WORK REQUEST: Determine how many lines in the entries below hold "woman". Respond with that number only.

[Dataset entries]
[Start of Attachment]

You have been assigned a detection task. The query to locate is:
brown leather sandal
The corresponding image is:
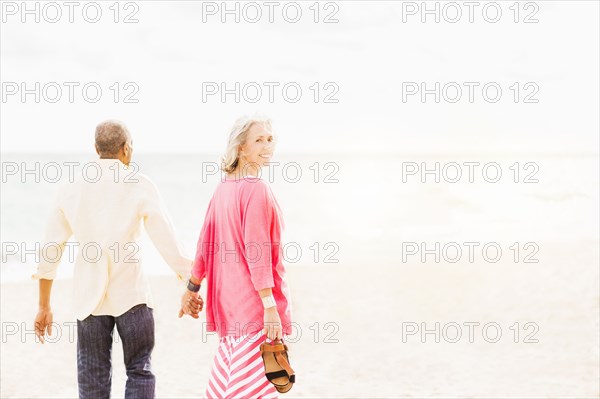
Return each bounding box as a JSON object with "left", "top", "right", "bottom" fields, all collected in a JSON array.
[{"left": 260, "top": 339, "right": 295, "bottom": 393}]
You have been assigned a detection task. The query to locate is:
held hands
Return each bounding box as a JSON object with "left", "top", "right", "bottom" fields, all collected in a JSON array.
[
  {"left": 263, "top": 307, "right": 283, "bottom": 341},
  {"left": 178, "top": 289, "right": 203, "bottom": 319},
  {"left": 34, "top": 307, "right": 53, "bottom": 344}
]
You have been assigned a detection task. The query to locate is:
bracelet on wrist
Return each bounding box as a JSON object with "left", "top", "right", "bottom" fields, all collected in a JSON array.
[
  {"left": 187, "top": 278, "right": 201, "bottom": 292},
  {"left": 261, "top": 295, "right": 276, "bottom": 309}
]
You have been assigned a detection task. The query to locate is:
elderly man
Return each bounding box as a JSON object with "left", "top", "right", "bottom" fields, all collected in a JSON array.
[{"left": 33, "top": 120, "right": 203, "bottom": 399}]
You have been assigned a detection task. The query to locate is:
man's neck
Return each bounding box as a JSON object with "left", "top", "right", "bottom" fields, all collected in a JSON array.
[{"left": 98, "top": 156, "right": 127, "bottom": 166}]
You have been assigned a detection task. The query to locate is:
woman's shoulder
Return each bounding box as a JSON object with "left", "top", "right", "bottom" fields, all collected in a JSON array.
[
  {"left": 241, "top": 176, "right": 271, "bottom": 193},
  {"left": 236, "top": 177, "right": 275, "bottom": 205}
]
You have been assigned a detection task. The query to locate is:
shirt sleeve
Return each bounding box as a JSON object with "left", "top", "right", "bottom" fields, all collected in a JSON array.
[
  {"left": 140, "top": 179, "right": 192, "bottom": 281},
  {"left": 243, "top": 181, "right": 276, "bottom": 291},
  {"left": 32, "top": 190, "right": 73, "bottom": 280},
  {"left": 191, "top": 200, "right": 213, "bottom": 283}
]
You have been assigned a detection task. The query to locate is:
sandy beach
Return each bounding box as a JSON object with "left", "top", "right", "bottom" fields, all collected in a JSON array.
[{"left": 2, "top": 239, "right": 598, "bottom": 398}]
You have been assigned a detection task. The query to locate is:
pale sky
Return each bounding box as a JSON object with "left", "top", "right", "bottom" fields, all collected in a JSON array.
[{"left": 1, "top": 1, "right": 598, "bottom": 154}]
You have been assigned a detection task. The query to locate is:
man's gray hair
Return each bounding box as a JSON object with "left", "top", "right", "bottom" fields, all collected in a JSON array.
[{"left": 95, "top": 120, "right": 130, "bottom": 157}]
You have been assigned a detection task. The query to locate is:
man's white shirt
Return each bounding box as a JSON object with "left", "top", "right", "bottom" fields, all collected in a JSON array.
[{"left": 32, "top": 158, "right": 192, "bottom": 320}]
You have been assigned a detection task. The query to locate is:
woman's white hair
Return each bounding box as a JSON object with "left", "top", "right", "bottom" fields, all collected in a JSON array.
[{"left": 221, "top": 114, "right": 273, "bottom": 174}]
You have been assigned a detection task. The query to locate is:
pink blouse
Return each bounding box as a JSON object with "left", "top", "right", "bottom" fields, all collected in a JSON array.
[{"left": 192, "top": 177, "right": 292, "bottom": 338}]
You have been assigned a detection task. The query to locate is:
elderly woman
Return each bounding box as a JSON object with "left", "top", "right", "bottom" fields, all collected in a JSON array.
[{"left": 180, "top": 115, "right": 293, "bottom": 398}]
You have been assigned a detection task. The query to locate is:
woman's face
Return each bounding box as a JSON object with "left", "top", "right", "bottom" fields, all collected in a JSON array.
[{"left": 239, "top": 122, "right": 274, "bottom": 168}]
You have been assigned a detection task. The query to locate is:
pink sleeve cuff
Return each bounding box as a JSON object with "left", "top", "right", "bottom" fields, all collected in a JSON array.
[{"left": 250, "top": 267, "right": 275, "bottom": 291}]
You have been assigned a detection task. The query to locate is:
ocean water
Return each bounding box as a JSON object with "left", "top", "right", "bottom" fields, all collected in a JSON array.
[{"left": 1, "top": 152, "right": 598, "bottom": 282}]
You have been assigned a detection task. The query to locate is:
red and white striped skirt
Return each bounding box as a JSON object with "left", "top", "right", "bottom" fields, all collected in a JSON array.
[{"left": 205, "top": 331, "right": 279, "bottom": 399}]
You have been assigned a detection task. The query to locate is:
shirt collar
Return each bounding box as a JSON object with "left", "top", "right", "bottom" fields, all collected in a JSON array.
[{"left": 95, "top": 158, "right": 129, "bottom": 170}]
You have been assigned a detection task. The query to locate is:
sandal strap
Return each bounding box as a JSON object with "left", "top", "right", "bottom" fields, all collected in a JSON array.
[
  {"left": 265, "top": 370, "right": 289, "bottom": 382},
  {"left": 265, "top": 370, "right": 296, "bottom": 384},
  {"left": 261, "top": 343, "right": 287, "bottom": 352},
  {"left": 274, "top": 352, "right": 295, "bottom": 379}
]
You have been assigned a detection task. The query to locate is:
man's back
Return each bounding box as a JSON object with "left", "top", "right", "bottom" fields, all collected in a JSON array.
[
  {"left": 64, "top": 160, "right": 144, "bottom": 245},
  {"left": 33, "top": 158, "right": 192, "bottom": 319}
]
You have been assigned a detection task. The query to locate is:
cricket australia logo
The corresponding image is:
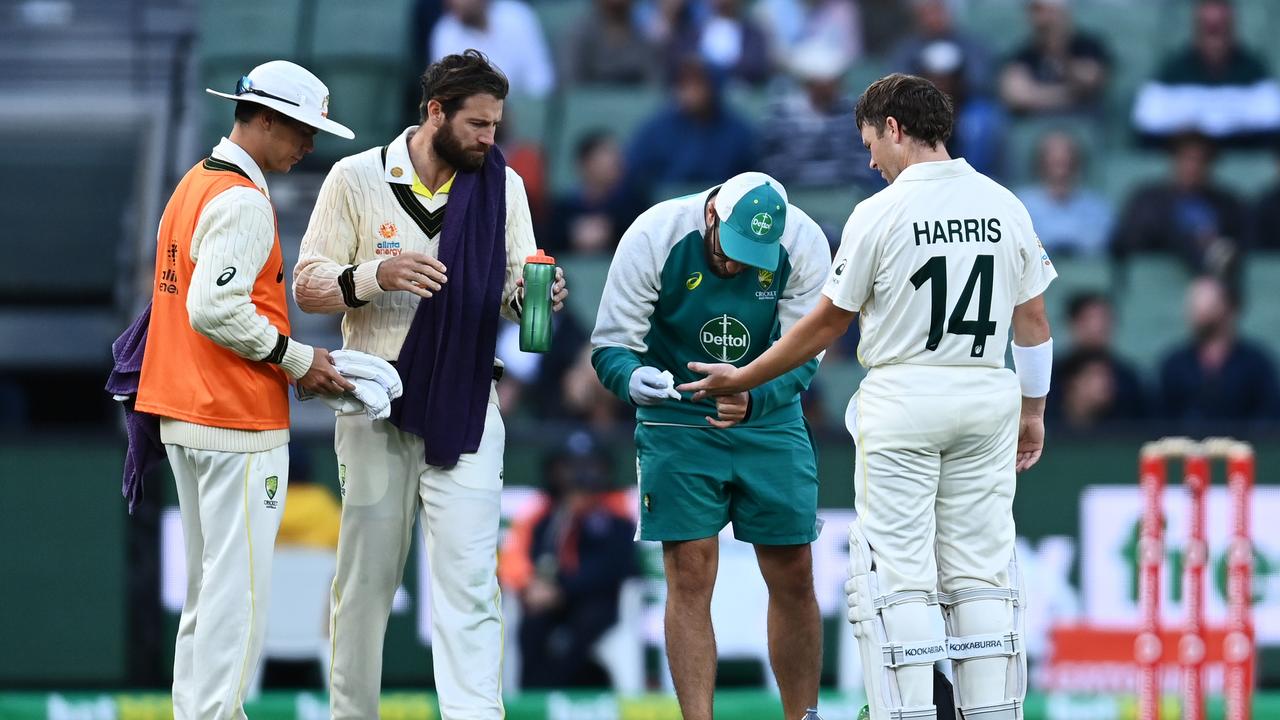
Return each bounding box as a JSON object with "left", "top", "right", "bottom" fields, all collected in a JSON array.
[
  {"left": 264, "top": 475, "right": 280, "bottom": 509},
  {"left": 700, "top": 314, "right": 751, "bottom": 362},
  {"left": 755, "top": 269, "right": 777, "bottom": 300},
  {"left": 750, "top": 212, "right": 773, "bottom": 236}
]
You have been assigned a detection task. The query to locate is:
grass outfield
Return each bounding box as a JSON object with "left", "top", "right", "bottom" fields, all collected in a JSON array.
[{"left": 1, "top": 691, "right": 1278, "bottom": 719}]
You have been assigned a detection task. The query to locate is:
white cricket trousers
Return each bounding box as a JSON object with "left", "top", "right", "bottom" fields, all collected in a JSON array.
[
  {"left": 848, "top": 364, "right": 1021, "bottom": 706},
  {"left": 329, "top": 400, "right": 505, "bottom": 720},
  {"left": 168, "top": 443, "right": 289, "bottom": 720}
]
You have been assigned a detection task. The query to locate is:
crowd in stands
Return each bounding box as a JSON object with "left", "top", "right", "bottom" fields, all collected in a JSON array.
[
  {"left": 422, "top": 0, "right": 1280, "bottom": 434},
  {"left": 10, "top": 0, "right": 1280, "bottom": 438}
]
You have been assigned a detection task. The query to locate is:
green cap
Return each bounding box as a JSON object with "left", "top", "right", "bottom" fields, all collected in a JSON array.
[{"left": 713, "top": 171, "right": 788, "bottom": 270}]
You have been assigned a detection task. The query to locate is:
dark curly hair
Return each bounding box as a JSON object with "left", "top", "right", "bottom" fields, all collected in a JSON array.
[
  {"left": 418, "top": 49, "right": 509, "bottom": 121},
  {"left": 854, "top": 73, "right": 954, "bottom": 148}
]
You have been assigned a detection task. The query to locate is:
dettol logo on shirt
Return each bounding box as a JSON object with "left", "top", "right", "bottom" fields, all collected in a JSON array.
[{"left": 700, "top": 314, "right": 751, "bottom": 362}]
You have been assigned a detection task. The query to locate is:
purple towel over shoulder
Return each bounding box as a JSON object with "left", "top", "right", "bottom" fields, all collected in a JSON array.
[
  {"left": 104, "top": 303, "right": 164, "bottom": 514},
  {"left": 390, "top": 147, "right": 509, "bottom": 468}
]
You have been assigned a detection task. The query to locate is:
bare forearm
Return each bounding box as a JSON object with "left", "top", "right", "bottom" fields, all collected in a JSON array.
[
  {"left": 739, "top": 297, "right": 853, "bottom": 389},
  {"left": 1022, "top": 395, "right": 1046, "bottom": 417}
]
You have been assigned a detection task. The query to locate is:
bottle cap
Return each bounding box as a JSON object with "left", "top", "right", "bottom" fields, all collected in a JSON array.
[{"left": 525, "top": 248, "right": 556, "bottom": 264}]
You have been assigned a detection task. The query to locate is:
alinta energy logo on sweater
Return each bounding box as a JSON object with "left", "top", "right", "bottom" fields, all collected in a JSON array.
[
  {"left": 700, "top": 314, "right": 750, "bottom": 363},
  {"left": 376, "top": 222, "right": 402, "bottom": 256}
]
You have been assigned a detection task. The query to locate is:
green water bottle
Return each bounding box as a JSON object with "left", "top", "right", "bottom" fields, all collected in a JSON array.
[{"left": 519, "top": 249, "right": 556, "bottom": 353}]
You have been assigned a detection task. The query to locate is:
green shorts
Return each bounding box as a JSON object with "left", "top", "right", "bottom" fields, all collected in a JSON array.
[{"left": 634, "top": 420, "right": 819, "bottom": 545}]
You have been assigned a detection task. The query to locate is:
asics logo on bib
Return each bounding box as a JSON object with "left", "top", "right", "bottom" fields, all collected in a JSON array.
[
  {"left": 750, "top": 213, "right": 773, "bottom": 235},
  {"left": 700, "top": 315, "right": 751, "bottom": 362}
]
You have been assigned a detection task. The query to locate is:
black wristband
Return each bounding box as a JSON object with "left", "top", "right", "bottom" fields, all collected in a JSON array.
[{"left": 339, "top": 265, "right": 369, "bottom": 308}]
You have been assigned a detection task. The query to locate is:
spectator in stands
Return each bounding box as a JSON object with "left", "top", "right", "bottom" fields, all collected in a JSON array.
[
  {"left": 495, "top": 310, "right": 591, "bottom": 418},
  {"left": 563, "top": 0, "right": 660, "bottom": 86},
  {"left": 496, "top": 119, "right": 549, "bottom": 232},
  {"left": 563, "top": 346, "right": 631, "bottom": 433},
  {"left": 669, "top": 0, "right": 772, "bottom": 86},
  {"left": 1251, "top": 152, "right": 1280, "bottom": 250},
  {"left": 638, "top": 0, "right": 700, "bottom": 48},
  {"left": 1054, "top": 351, "right": 1123, "bottom": 431},
  {"left": 549, "top": 131, "right": 650, "bottom": 255},
  {"left": 429, "top": 0, "right": 555, "bottom": 97},
  {"left": 1111, "top": 132, "right": 1247, "bottom": 278},
  {"left": 1016, "top": 130, "right": 1113, "bottom": 257},
  {"left": 1048, "top": 293, "right": 1146, "bottom": 426},
  {"left": 760, "top": 40, "right": 877, "bottom": 189},
  {"left": 1159, "top": 275, "right": 1280, "bottom": 425},
  {"left": 755, "top": 0, "right": 862, "bottom": 73},
  {"left": 859, "top": 0, "right": 914, "bottom": 56},
  {"left": 999, "top": 0, "right": 1110, "bottom": 116},
  {"left": 888, "top": 0, "right": 993, "bottom": 97},
  {"left": 499, "top": 431, "right": 637, "bottom": 688},
  {"left": 911, "top": 39, "right": 1006, "bottom": 178},
  {"left": 626, "top": 56, "right": 757, "bottom": 196},
  {"left": 1132, "top": 0, "right": 1280, "bottom": 148}
]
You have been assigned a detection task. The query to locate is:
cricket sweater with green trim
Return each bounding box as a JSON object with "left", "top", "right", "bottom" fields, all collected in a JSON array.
[{"left": 591, "top": 188, "right": 832, "bottom": 428}]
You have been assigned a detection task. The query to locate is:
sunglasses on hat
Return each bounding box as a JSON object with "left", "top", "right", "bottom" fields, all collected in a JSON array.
[{"left": 235, "top": 75, "right": 300, "bottom": 107}]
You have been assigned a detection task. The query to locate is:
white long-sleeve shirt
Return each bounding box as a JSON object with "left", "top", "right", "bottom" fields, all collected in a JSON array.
[
  {"left": 294, "top": 126, "right": 537, "bottom": 362},
  {"left": 161, "top": 138, "right": 314, "bottom": 452},
  {"left": 429, "top": 1, "right": 556, "bottom": 98}
]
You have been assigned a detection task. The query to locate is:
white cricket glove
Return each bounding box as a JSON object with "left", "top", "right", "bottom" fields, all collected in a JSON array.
[{"left": 629, "top": 366, "right": 681, "bottom": 406}]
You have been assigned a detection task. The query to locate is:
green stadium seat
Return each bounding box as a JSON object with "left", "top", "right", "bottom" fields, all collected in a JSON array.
[
  {"left": 956, "top": 0, "right": 1027, "bottom": 61},
  {"left": 1241, "top": 252, "right": 1280, "bottom": 362},
  {"left": 198, "top": 0, "right": 308, "bottom": 151},
  {"left": 1099, "top": 150, "right": 1169, "bottom": 207},
  {"left": 1113, "top": 255, "right": 1191, "bottom": 373},
  {"left": 503, "top": 94, "right": 552, "bottom": 145},
  {"left": 558, "top": 255, "right": 613, "bottom": 331},
  {"left": 652, "top": 181, "right": 708, "bottom": 203},
  {"left": 1074, "top": 0, "right": 1162, "bottom": 125},
  {"left": 532, "top": 0, "right": 587, "bottom": 48},
  {"left": 1004, "top": 117, "right": 1103, "bottom": 189},
  {"left": 724, "top": 83, "right": 772, "bottom": 124},
  {"left": 305, "top": 0, "right": 415, "bottom": 62},
  {"left": 0, "top": 125, "right": 141, "bottom": 304},
  {"left": 1213, "top": 152, "right": 1279, "bottom": 201},
  {"left": 308, "top": 67, "right": 411, "bottom": 163},
  {"left": 1157, "top": 0, "right": 1275, "bottom": 60},
  {"left": 1041, "top": 256, "right": 1114, "bottom": 341},
  {"left": 842, "top": 57, "right": 886, "bottom": 98},
  {"left": 305, "top": 0, "right": 417, "bottom": 162},
  {"left": 787, "top": 185, "right": 866, "bottom": 231},
  {"left": 552, "top": 85, "right": 664, "bottom": 193},
  {"left": 199, "top": 0, "right": 306, "bottom": 64}
]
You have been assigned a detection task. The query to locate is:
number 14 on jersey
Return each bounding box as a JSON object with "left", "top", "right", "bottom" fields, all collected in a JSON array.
[{"left": 909, "top": 254, "right": 996, "bottom": 358}]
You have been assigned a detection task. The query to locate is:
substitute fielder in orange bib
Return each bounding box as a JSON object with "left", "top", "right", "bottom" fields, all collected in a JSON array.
[
  {"left": 682, "top": 74, "right": 1056, "bottom": 720},
  {"left": 135, "top": 61, "right": 353, "bottom": 720}
]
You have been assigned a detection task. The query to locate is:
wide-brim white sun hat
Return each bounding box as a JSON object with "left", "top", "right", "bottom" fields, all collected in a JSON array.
[{"left": 206, "top": 60, "right": 354, "bottom": 140}]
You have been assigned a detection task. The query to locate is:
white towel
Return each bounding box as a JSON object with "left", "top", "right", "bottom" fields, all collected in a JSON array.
[{"left": 296, "top": 350, "right": 403, "bottom": 420}]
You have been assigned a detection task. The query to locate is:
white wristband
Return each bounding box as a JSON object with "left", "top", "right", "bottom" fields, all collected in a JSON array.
[{"left": 1012, "top": 338, "right": 1053, "bottom": 398}]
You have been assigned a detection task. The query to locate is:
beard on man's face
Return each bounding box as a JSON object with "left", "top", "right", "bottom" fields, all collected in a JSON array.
[{"left": 433, "top": 120, "right": 487, "bottom": 172}]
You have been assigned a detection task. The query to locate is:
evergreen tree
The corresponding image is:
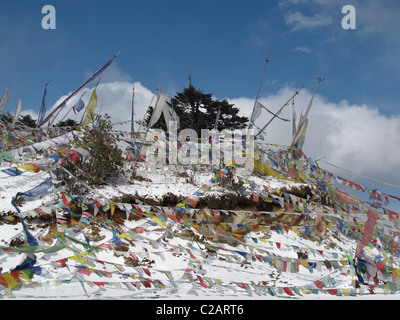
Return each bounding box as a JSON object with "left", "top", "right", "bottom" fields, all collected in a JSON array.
[
  {"left": 0, "top": 112, "right": 13, "bottom": 125},
  {"left": 55, "top": 118, "right": 79, "bottom": 127},
  {"left": 19, "top": 115, "right": 37, "bottom": 128},
  {"left": 0, "top": 113, "right": 37, "bottom": 128},
  {"left": 144, "top": 85, "right": 248, "bottom": 135}
]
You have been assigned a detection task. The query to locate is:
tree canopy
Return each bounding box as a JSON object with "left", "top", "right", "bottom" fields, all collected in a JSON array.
[
  {"left": 0, "top": 112, "right": 78, "bottom": 128},
  {"left": 0, "top": 113, "right": 37, "bottom": 128},
  {"left": 144, "top": 85, "right": 248, "bottom": 134}
]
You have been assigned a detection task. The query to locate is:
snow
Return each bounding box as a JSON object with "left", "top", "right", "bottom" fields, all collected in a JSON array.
[{"left": 1, "top": 153, "right": 400, "bottom": 300}]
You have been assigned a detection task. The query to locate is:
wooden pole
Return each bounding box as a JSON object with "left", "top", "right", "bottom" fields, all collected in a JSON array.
[
  {"left": 132, "top": 89, "right": 162, "bottom": 168},
  {"left": 137, "top": 88, "right": 159, "bottom": 135},
  {"left": 131, "top": 84, "right": 135, "bottom": 136},
  {"left": 39, "top": 52, "right": 120, "bottom": 127},
  {"left": 249, "top": 53, "right": 270, "bottom": 129},
  {"left": 255, "top": 86, "right": 303, "bottom": 138},
  {"left": 290, "top": 78, "right": 323, "bottom": 148}
]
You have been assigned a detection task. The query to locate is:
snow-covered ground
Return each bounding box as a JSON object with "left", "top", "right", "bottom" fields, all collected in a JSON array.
[{"left": 1, "top": 158, "right": 399, "bottom": 301}]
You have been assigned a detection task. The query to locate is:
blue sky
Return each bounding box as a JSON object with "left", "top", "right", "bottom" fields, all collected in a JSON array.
[
  {"left": 1, "top": 0, "right": 400, "bottom": 207},
  {"left": 1, "top": 0, "right": 399, "bottom": 114}
]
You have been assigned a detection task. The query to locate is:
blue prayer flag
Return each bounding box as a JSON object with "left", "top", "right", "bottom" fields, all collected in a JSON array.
[{"left": 73, "top": 98, "right": 85, "bottom": 113}]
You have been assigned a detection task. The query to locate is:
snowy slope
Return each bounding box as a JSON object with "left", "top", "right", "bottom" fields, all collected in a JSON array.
[
  {"left": 1, "top": 131, "right": 400, "bottom": 300},
  {"left": 0, "top": 164, "right": 394, "bottom": 300}
]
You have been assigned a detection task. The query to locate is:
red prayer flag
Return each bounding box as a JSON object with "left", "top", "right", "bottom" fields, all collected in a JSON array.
[{"left": 283, "top": 287, "right": 295, "bottom": 296}]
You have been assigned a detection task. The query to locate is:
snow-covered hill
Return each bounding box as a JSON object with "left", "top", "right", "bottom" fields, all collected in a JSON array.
[{"left": 1, "top": 126, "right": 400, "bottom": 300}]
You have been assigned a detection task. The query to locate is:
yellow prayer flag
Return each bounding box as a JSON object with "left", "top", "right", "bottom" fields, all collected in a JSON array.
[
  {"left": 151, "top": 217, "right": 166, "bottom": 228},
  {"left": 298, "top": 171, "right": 307, "bottom": 181},
  {"left": 1, "top": 273, "right": 19, "bottom": 289},
  {"left": 110, "top": 203, "right": 115, "bottom": 216},
  {"left": 192, "top": 224, "right": 201, "bottom": 233},
  {"left": 300, "top": 287, "right": 312, "bottom": 295},
  {"left": 81, "top": 89, "right": 98, "bottom": 126},
  {"left": 189, "top": 259, "right": 200, "bottom": 264},
  {"left": 384, "top": 283, "right": 390, "bottom": 295},
  {"left": 69, "top": 254, "right": 87, "bottom": 263},
  {"left": 392, "top": 267, "right": 400, "bottom": 278},
  {"left": 18, "top": 163, "right": 37, "bottom": 173},
  {"left": 232, "top": 233, "right": 243, "bottom": 239},
  {"left": 119, "top": 233, "right": 136, "bottom": 239},
  {"left": 383, "top": 250, "right": 389, "bottom": 262},
  {"left": 342, "top": 288, "right": 351, "bottom": 296},
  {"left": 114, "top": 263, "right": 125, "bottom": 272},
  {"left": 292, "top": 226, "right": 301, "bottom": 236},
  {"left": 339, "top": 260, "right": 348, "bottom": 267}
]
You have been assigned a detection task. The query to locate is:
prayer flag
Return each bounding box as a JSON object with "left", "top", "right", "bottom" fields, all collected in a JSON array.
[
  {"left": 12, "top": 98, "right": 22, "bottom": 125},
  {"left": 81, "top": 89, "right": 97, "bottom": 126},
  {"left": 38, "top": 86, "right": 47, "bottom": 124},
  {"left": 0, "top": 86, "right": 9, "bottom": 113},
  {"left": 73, "top": 98, "right": 85, "bottom": 114}
]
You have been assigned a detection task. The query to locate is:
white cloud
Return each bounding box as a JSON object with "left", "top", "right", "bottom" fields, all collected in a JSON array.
[
  {"left": 228, "top": 86, "right": 400, "bottom": 187},
  {"left": 294, "top": 46, "right": 312, "bottom": 54},
  {"left": 284, "top": 11, "right": 333, "bottom": 31}
]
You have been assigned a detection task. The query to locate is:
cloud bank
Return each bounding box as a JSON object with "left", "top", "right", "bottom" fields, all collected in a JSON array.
[{"left": 230, "top": 86, "right": 400, "bottom": 189}]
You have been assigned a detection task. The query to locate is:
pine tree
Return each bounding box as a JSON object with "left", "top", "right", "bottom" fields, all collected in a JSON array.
[
  {"left": 0, "top": 112, "right": 37, "bottom": 128},
  {"left": 145, "top": 85, "right": 248, "bottom": 135},
  {"left": 55, "top": 119, "right": 79, "bottom": 127},
  {"left": 19, "top": 115, "right": 37, "bottom": 128}
]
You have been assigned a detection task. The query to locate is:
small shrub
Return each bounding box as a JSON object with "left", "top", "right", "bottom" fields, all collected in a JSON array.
[{"left": 59, "top": 114, "right": 124, "bottom": 193}]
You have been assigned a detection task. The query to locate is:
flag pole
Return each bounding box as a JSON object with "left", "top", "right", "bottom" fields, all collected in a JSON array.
[
  {"left": 290, "top": 78, "right": 323, "bottom": 148},
  {"left": 133, "top": 89, "right": 162, "bottom": 167},
  {"left": 249, "top": 53, "right": 270, "bottom": 129},
  {"left": 131, "top": 83, "right": 135, "bottom": 137},
  {"left": 137, "top": 88, "right": 159, "bottom": 135},
  {"left": 38, "top": 52, "right": 120, "bottom": 127},
  {"left": 255, "top": 86, "right": 303, "bottom": 138}
]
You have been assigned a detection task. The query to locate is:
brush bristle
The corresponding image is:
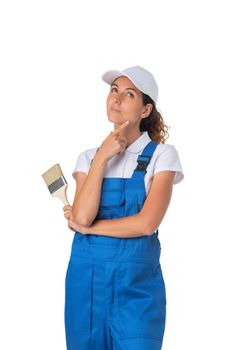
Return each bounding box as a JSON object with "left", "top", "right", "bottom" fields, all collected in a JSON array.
[{"left": 41, "top": 164, "right": 67, "bottom": 194}]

[End of Attachment]

SOLVED EXERCISE: 4